• L'exercice
Poursuivez le texte sur les réactions des enseignants aux propos des mères d'élèves, en reprenant juste après sa dernière phrase.

• Extrait du document
┌──
Stéphane commente le choix de la photo du sablier par une des mères d'élèves, questionne le temps passé et sa prise de conscience de  l'organisation de la semaine par ces mères, autour des devoirs.

Copier 30 fois

 

"Copier 20,30 fois".. ça touche notre manière de présenter les devoirs"
Les deux enseignants prennent la mesure des différences culturelles dans la manière d'aborder l'apprentissage scolaire et de la difficulté pour ces mères de comprendre leurs intentions pédagogiques et de s'approprier les outils proposés ("recette pour l'aide aux devoirs)

Mounir, ça va pas

 "dictée, ça va", tu en penses quoi? -ben non, ça ne va pas !"
L'enseignante prend ici conscience du malentendu lié à la perception des progrès de l'enfant par la mère, qui n'a pas conscience du décalage avec la norme scolaire attendue. Comment parler en vérité sans dévaloriser l'enfant-élève, et dans quel espace-temps le faire  ? 

C'est dur d'entendre ça !

"Je peux pas l'aider, je comprends pas" : c'est dur d'entendre ça !"
Les deux enseignants sont eux-mêmes en souffrance quand ils entendent à quel point les mères d'élèves sont démunies face à l'aide au travail demandé. Ils évoquent aussi les points d'appui proposés par l'école (ENT, aide en classe) et par les partenaires (dispositif CLAS, aide aux devoirs périscolaire)

Reconnaître les difficultés 

"Je voulais quand même qu'elle reconnaisse les difficultés"
Vanessa est désemparée de comprendre que la mère se leurre sur le réel niveau scolaire de son fils. Elle souhaiterait que la mère fasse la part du comportement positif et des résultats scolaires qui ne correspondent pas aux attentes.

L'évaluation au Maroc, c'est pas pareil

 

" Chaque semaine une évaluation, c'est dur !"
Les enseignants  réagissent à cette expression forte de la mère. Vanessa prend la mesure de sa difficulté devant la fréquence des situations évaluatives, pourtant pensées pour aider les élèves. Stéphane s'appuie sur sa propre expérience d'enseignant au Maroc pour mesurer la différence entre les deux systèmes scolaires.

Interactions entre elles

"L'objectif, c'est aussi que les mères soient en interactions "
Les enseignants sont satisfaits de constater que les deux mères échangent leurs expériences, ce qui était souhaité dans ce dispositif et qui n'est pas facile à mettre en oeuvre.
└──
• Une série d'enregistrements
┌──
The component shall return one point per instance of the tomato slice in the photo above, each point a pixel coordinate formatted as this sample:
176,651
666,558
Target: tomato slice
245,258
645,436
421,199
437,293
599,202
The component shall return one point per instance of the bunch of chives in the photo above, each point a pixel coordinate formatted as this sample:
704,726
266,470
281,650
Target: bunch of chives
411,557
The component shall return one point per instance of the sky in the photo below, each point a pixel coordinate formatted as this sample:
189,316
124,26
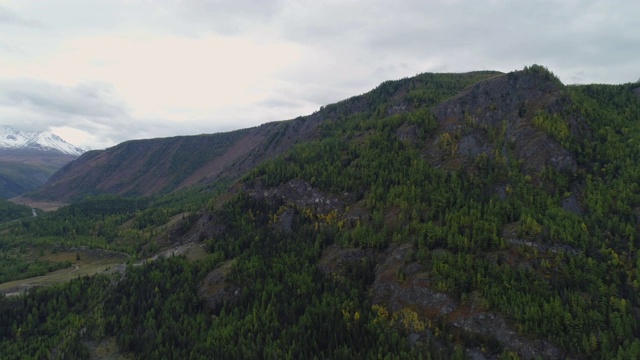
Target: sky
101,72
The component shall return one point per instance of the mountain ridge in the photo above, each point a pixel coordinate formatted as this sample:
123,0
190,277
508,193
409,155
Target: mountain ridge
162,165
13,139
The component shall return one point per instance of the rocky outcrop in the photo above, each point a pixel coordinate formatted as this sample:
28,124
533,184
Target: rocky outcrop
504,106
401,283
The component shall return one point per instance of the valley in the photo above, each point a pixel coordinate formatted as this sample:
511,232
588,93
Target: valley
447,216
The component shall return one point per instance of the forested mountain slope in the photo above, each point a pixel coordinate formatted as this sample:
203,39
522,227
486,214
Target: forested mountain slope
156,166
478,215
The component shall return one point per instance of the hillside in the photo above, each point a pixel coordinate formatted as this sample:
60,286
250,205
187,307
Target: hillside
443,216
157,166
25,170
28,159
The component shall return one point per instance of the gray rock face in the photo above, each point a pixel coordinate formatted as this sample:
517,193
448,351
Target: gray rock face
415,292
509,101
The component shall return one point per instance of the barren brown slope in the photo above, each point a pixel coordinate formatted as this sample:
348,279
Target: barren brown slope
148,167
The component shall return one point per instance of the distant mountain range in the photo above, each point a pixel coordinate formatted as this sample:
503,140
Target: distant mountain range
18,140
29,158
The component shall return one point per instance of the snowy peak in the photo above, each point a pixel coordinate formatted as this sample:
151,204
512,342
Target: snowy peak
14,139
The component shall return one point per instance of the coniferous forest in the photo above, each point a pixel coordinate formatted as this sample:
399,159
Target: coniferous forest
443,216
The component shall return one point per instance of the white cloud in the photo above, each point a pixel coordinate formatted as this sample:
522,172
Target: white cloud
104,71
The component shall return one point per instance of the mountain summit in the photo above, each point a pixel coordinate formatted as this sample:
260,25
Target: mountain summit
└──
┌──
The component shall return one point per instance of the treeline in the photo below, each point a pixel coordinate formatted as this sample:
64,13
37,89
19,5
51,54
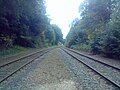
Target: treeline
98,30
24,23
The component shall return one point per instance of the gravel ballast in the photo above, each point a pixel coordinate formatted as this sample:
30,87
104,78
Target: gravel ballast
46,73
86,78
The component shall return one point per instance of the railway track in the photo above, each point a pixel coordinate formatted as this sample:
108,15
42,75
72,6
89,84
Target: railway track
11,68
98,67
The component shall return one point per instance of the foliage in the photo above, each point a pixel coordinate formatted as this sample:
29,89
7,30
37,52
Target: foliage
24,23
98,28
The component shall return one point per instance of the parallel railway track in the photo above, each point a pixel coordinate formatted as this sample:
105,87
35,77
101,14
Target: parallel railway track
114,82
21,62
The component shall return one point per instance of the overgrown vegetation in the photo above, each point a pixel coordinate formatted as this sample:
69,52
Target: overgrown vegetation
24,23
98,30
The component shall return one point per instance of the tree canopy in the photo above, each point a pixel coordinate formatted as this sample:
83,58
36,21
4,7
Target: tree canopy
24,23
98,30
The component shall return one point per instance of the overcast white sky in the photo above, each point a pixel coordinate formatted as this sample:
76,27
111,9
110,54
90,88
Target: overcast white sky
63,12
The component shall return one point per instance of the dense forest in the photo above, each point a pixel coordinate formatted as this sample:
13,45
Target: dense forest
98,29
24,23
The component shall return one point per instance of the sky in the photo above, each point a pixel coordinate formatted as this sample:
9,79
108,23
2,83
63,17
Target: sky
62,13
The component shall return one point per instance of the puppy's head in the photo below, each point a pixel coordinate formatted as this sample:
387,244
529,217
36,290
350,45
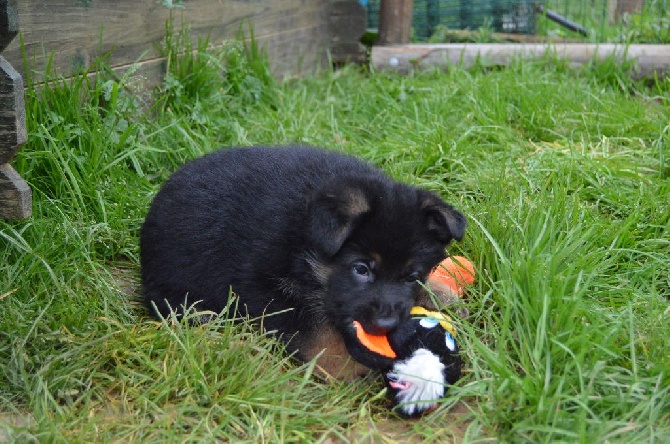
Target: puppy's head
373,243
└──
• Réponse à la tâche
Des petites pistes

"On essaie de lancer de petites pistes, des méthodes"
Les enseignants se sont décentrés de leur premier objectif d'outillage méthodologique des parents, qui n'était pas adapté. Néanmoins, ils expliquent qu'ils glissent des conseils au fil de l'entretien. Ils évoquent également l'importance de la présence des enfants, qui bénéficient aussi de ces conseils. 

Présenter l'ENT

"L'Espace Numérique de Travail peut servir de support"
Ces enseignants ont placé un fort enjeu sur la mise en place de l'ENT. Ils expliquent ici leurs espoirs que cet outil soit un véritable levier pour l'implication des familles, et insistent sur l'importance de rassurer les parents.

Les représentations des parents

"Les parents mettent la pression à leurs enfants"
Les enseignants prennent conscience d'un paradoxe. Ils souhaitent que les parents accordent de l'importance aux devoirs à la maison, mais cet investissement peut  prendre une place démesurée à leurs yeux, avec des sanctions mises en place par les parents qui ne correspondant pas aux principes éducatifs des enseignants.

Que des bons souvenirs

"Si les parents se sentent écoutés, l'objectif est atteint"
Cette séance a mis à jour des difficultés, des décalages, des malentendus. Malgré cela, l'expression de la satisfaction des mères est rassurante pour les enseignants qui mesurent le besoin d'écoute et la force du dialogue proposé.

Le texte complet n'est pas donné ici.